| SOURCE TEXT |
++++++++++++++++++++
4.4. Length analysis of pauses

Table 2 shows the frequency of perturbation actions. Adding and deleting the long pauses (punctuation “period”) are common perturbation methods to change detection results (highlighted). In step-1 attack, we consider the perturbation actions are performed on sensitive pauses. In cases of changing confidence towards non-AD, the total number of deleting and long-to-short replacing actions is significantly larger than the total number of adding and short-to-long replacing. In cases of changing confidence towards AD, the perturbation actions are mostly adding pauses. However, we note that most actions of adding a comma in level 2/3 and adding a period in level 1 lead to a confidence change towards non-AD. Thus, we consider that not all pauses are dementia-sensitive from the model’s perspective, because natural language contains pauses. Lastly, we found that replacing actions appear less frequently than adding and deleting, suggesting that the pause context is more important than the pause length.
++++++++++++++++++++
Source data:
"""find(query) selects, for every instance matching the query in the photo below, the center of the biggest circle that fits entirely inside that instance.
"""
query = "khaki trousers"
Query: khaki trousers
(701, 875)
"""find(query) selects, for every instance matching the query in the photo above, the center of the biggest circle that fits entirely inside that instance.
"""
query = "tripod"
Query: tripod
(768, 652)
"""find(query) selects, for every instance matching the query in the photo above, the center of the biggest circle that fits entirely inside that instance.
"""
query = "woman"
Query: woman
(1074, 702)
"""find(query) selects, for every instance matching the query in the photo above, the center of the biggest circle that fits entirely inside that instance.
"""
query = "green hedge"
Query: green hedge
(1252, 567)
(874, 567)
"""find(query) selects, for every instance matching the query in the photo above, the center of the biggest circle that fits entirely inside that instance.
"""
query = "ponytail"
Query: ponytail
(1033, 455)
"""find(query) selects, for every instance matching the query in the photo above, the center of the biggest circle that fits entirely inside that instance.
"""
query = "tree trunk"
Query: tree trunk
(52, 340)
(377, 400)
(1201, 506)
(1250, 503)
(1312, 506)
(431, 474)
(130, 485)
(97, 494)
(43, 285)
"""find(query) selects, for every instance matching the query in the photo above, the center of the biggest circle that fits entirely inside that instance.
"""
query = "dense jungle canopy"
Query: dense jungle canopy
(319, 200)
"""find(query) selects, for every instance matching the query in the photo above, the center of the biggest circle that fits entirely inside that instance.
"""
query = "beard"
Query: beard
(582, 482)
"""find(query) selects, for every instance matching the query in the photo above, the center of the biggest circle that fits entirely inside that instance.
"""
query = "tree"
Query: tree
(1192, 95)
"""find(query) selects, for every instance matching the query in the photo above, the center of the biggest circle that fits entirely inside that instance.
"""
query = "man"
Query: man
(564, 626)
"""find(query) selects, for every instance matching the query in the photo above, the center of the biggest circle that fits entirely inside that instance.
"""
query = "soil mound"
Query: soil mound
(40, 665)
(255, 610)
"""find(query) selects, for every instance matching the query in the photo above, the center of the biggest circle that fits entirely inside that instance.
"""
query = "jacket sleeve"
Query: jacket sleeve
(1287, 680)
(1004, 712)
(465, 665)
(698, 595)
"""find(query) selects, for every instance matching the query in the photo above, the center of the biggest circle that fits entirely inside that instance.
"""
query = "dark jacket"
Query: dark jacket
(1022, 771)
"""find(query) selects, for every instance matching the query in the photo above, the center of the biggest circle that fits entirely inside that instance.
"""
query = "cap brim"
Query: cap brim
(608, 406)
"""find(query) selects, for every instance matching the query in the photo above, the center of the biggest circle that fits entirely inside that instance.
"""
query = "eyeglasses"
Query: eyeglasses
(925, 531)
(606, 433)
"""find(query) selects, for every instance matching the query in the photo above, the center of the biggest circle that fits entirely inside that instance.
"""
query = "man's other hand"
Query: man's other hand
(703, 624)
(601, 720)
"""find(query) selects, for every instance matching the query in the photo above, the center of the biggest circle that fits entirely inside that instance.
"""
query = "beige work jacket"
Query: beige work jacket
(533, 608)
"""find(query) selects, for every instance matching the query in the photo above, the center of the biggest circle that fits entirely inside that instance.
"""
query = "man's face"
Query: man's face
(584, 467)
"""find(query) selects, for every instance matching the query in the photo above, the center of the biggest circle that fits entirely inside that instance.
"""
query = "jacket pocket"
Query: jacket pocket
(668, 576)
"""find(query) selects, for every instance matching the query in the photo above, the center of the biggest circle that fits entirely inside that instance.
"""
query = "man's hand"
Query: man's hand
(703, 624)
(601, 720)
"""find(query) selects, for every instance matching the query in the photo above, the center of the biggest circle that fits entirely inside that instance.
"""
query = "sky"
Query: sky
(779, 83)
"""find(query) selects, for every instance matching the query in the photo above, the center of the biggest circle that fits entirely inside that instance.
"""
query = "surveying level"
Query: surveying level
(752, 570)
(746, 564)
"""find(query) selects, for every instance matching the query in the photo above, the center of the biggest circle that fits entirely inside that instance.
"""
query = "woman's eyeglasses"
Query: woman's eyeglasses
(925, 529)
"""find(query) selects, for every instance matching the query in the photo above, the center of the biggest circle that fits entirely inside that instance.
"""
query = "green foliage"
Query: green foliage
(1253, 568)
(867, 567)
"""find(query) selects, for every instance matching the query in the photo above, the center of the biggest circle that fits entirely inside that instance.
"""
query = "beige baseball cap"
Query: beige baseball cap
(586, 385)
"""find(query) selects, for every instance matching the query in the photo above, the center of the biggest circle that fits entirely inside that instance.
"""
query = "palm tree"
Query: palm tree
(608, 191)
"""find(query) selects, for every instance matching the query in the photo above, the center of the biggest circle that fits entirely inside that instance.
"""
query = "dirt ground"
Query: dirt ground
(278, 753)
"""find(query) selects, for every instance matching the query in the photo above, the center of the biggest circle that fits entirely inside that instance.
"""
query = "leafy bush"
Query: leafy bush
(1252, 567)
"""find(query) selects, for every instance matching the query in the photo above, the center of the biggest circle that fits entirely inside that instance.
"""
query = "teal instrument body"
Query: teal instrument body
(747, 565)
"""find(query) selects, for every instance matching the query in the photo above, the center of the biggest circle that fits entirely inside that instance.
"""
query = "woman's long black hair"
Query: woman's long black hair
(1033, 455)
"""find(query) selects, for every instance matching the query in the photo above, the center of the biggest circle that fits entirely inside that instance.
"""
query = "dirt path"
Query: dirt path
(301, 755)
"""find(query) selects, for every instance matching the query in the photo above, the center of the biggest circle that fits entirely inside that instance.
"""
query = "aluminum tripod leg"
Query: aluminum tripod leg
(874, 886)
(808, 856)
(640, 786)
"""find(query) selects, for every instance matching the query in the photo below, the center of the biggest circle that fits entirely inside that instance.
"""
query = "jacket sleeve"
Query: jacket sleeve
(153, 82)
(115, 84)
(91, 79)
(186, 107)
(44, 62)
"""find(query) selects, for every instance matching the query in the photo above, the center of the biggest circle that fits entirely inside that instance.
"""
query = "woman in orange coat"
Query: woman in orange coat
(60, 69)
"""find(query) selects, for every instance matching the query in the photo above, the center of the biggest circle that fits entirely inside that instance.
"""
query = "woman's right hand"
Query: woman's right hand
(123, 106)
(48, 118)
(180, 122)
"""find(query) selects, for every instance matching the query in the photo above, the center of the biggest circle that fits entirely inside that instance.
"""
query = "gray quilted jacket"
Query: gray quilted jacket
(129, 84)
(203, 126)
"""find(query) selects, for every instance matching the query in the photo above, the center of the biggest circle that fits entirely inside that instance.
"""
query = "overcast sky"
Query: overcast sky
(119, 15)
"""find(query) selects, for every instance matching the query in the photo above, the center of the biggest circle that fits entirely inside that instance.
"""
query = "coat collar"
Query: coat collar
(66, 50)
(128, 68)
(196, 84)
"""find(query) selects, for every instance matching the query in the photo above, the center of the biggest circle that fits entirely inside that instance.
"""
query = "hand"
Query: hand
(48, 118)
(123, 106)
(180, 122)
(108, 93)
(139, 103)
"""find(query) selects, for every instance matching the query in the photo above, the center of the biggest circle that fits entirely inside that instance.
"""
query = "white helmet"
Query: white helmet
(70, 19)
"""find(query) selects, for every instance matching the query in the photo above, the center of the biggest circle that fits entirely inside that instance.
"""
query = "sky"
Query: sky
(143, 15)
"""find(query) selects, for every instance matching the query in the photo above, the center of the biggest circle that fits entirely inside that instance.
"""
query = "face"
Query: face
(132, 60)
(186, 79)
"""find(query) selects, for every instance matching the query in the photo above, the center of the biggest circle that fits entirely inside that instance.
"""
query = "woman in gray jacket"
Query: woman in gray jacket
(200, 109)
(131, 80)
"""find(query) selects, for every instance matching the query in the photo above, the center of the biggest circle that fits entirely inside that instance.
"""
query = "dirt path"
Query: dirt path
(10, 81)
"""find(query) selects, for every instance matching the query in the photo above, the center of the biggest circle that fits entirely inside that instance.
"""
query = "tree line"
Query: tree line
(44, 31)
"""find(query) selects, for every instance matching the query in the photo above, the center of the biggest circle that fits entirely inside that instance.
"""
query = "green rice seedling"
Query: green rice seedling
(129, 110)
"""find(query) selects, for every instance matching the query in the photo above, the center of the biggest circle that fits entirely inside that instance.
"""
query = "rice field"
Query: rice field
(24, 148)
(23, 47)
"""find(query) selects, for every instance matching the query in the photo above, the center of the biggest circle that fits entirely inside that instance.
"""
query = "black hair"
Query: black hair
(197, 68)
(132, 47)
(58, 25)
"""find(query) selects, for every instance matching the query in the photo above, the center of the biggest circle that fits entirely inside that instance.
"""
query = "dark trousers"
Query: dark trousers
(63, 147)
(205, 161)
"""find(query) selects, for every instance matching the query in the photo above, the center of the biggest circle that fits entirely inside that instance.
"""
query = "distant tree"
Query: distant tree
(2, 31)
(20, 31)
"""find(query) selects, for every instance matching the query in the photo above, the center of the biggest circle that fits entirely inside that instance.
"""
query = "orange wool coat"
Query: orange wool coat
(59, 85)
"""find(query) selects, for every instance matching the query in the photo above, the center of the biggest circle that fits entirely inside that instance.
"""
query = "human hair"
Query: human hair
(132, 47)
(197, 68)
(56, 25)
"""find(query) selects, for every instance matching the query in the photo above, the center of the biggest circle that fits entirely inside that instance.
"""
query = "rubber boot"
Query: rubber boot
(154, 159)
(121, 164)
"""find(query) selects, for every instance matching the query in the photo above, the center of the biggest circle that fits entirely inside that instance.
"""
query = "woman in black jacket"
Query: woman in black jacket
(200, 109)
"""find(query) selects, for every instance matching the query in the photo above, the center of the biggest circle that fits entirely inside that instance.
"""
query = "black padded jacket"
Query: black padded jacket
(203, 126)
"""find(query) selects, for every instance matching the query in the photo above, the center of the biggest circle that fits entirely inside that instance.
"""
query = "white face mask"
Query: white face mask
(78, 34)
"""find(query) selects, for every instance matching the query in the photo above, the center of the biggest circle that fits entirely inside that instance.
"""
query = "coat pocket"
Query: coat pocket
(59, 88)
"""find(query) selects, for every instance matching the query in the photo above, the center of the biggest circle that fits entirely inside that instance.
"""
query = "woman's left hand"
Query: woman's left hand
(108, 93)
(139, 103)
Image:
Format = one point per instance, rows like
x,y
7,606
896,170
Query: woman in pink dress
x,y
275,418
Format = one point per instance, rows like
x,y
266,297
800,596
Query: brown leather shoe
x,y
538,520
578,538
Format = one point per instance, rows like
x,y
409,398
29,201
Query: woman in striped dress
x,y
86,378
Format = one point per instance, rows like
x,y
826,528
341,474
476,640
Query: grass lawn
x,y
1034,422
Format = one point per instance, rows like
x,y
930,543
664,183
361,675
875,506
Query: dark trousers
++++++++++++++++++++
Extend the passage on pause length analysis, picking up after its last sentence.

| TASK OUTPUT |
Table 2:

Length analysis. A stands for AD, N for Non-AD

	Perturbation	Step-1		Step-5		Step-20
	Perturbation	A→N	N→A	A→N	N→A	A→N	N→A
level 1	Add.	90	357	495	1764	1336	5715
level 1	Delete .	242	3	844	34	1168	644
level 2	Add,	34	1	272	35	1631	1365
	Add .	38	334	157	1639	450	4410
	Replace ,→.	5	16	58	86	196	502
	Delete ,	57	9	388	19	1501	369
	Delete .	180	0	591	9	879	188
	Replace .→,	36	0	284	12	653	243
level 3	Add ,	36	2	284	15	1686	629
	Add;	14	21	58	123	303	1009
	Add .	34	311	111	1524	329	4118
	Replace ,→;	0	5	4	9	89	141
	Replace ,→.	2	10	19	89	86	454
	Replace ;→.	3	2	29	9	72	88
	Delete ,	8	7	136	13	946	218
	Delete ;	41	0	187	0	444	75
	Delete .	153	2	488	11	719	163
	Replace ;→,	9	0	92	1	467	64
	Replace .→,	42	0	284	5	630	82
	Replace .→;	8	0	58	1	169	73

Open in a new tab

5. CONCLUSIONS

In this paper, we exploited adversarial learning to study the interpretability of speech pauses in dementia detection. With the adversarial attack and training techniques, we successfully identified the positions and lengths of sensitive pauses, e.g., speech pauses near to the verb “is” are dementia-sensitive. We also confirmed that increasing lengths of sensitive pauses or adding sensitive pauses leads the model inference to AD, while decreasing the lengths of sensitive pauses or deleting sensitive pauses leads to non-AD. Our evaluation reveals that the misspelling errors are inevitable if using speech recognition and language model. One future direction is to exploit large-scale speech data for pre-training a speech-based language model, thus resolving the misspelling problem.

Acknowledgments

This research is funded by the US National Institutes of Health National Institute on Aging, under grant No. R01AG067416.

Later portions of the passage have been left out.